**To do:** Which dollar amounts appear in the text on undergraduate research grants? List each in the order it occurs.

**Text shown:**
start

With an annual allocation of $98,000, IT used $58,000 in the first session and CBS used its entire budget.
After six months, CLA had only used $13,000 of its $120,000 budget.
The liberal arts college has the highest enrollment and gets the most money of any University college. Yet the college doesn’t award the most grants, said Karen Murray, coordinator of the research program for the college.
“I think the word ‘research’ connotes lab coats to many liberal arts students,” she said, noting that program funding also supports projects in the arts, dance and archival research.
Applications are taken and grants are awarded twice per year, with the Oct. 26 deadline fast approaching. The spring deadline is April 6, 1999. Awards provide a salary stipend of up to $1,000 for 120 work hours, and an expense allowance of up to $300 for supplies.
Program officials said any undergrads can apply for $1,300 grants with their college as many times as they like. Applications must include a recommendation by a University faculty member who’s agreed to sponsor the student’s research.
Miriam Hailechristos applied to the program as a CLA student last spring. Now in the Carlson School of Management, she’s worked on a project called “Advancement Via Individual Determination” for the past six months and will report her findings to a committee in November.
Working with a pair of sponsors, she took her interest in African-American community outreach, something she was already doing as a counselor in the Office of Special Learning Opportunities, and turned it into a study of effective marketing strategies.

end

**Records shown:**
start

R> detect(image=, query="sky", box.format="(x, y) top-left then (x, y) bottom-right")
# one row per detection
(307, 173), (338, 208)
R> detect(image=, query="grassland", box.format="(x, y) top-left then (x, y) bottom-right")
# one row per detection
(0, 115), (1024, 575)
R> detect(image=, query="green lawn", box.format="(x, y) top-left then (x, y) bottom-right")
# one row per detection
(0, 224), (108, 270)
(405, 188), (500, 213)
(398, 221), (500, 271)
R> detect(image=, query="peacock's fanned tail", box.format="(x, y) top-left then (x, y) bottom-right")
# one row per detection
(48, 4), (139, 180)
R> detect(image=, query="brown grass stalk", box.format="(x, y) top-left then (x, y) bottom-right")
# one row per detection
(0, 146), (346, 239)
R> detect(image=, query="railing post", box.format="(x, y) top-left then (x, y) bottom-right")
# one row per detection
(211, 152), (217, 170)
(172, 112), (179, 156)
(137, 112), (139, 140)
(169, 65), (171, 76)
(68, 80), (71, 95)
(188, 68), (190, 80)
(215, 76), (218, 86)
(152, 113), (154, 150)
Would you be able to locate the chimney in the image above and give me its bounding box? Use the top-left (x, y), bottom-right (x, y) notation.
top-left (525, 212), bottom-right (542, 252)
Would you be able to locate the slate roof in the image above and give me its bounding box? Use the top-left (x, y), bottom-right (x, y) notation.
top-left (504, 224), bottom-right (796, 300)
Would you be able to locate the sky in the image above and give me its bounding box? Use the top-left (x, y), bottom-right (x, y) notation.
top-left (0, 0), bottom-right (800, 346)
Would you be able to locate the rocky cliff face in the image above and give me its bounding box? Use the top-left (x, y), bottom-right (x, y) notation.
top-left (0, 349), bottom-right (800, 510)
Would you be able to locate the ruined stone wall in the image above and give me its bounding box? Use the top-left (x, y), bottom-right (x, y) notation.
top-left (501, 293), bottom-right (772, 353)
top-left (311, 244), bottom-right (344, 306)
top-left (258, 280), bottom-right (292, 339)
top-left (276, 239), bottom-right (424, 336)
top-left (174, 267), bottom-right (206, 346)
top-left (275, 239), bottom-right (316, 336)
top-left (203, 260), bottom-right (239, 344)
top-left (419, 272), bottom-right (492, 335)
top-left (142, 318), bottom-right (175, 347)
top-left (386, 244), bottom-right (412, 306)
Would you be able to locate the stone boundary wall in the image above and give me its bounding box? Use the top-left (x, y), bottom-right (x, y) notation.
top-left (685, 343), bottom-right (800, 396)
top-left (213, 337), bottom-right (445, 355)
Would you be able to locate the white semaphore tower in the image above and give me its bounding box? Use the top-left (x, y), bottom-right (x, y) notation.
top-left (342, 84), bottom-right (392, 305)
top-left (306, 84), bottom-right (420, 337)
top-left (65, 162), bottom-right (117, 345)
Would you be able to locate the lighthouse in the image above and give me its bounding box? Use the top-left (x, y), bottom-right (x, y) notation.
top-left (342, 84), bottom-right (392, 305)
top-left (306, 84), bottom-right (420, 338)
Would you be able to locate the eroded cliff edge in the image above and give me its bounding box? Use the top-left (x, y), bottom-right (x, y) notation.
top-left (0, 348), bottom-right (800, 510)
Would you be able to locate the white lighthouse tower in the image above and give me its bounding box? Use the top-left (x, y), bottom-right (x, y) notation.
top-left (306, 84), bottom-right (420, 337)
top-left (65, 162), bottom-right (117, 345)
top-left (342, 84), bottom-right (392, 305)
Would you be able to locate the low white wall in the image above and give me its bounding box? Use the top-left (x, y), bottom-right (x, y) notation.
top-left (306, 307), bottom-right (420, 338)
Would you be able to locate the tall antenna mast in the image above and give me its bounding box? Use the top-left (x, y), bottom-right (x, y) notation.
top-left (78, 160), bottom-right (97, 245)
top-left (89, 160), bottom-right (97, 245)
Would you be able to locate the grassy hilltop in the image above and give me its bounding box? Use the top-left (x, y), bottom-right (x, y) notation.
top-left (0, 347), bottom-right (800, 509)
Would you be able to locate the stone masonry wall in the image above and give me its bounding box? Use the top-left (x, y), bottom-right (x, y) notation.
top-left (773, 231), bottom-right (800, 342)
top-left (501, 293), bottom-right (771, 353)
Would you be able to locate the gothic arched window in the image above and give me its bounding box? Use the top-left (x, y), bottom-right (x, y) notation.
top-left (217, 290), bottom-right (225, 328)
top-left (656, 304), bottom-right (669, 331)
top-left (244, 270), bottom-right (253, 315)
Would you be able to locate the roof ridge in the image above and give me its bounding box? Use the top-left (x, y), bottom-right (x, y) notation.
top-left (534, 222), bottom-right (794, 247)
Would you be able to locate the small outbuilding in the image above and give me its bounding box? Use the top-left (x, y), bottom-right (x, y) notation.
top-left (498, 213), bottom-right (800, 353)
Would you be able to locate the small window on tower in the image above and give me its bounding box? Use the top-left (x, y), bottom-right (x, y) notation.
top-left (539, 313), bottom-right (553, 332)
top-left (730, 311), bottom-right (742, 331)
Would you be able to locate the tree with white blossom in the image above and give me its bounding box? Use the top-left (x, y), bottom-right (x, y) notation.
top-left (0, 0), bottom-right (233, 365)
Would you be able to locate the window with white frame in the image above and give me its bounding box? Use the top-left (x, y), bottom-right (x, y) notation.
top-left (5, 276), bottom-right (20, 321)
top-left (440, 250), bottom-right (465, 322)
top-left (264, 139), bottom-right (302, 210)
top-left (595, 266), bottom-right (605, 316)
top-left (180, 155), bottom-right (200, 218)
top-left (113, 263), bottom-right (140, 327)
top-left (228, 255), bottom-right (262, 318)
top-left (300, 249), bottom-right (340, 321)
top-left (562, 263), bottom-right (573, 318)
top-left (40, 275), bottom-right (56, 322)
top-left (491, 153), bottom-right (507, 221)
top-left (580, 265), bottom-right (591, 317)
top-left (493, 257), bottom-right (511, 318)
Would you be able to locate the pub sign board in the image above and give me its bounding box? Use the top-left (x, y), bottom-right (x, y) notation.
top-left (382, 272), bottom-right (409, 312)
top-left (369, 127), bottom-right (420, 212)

end

**Written response:** $98,000, $58,000, $13,000, $120,000, $1,000, $300, $1,300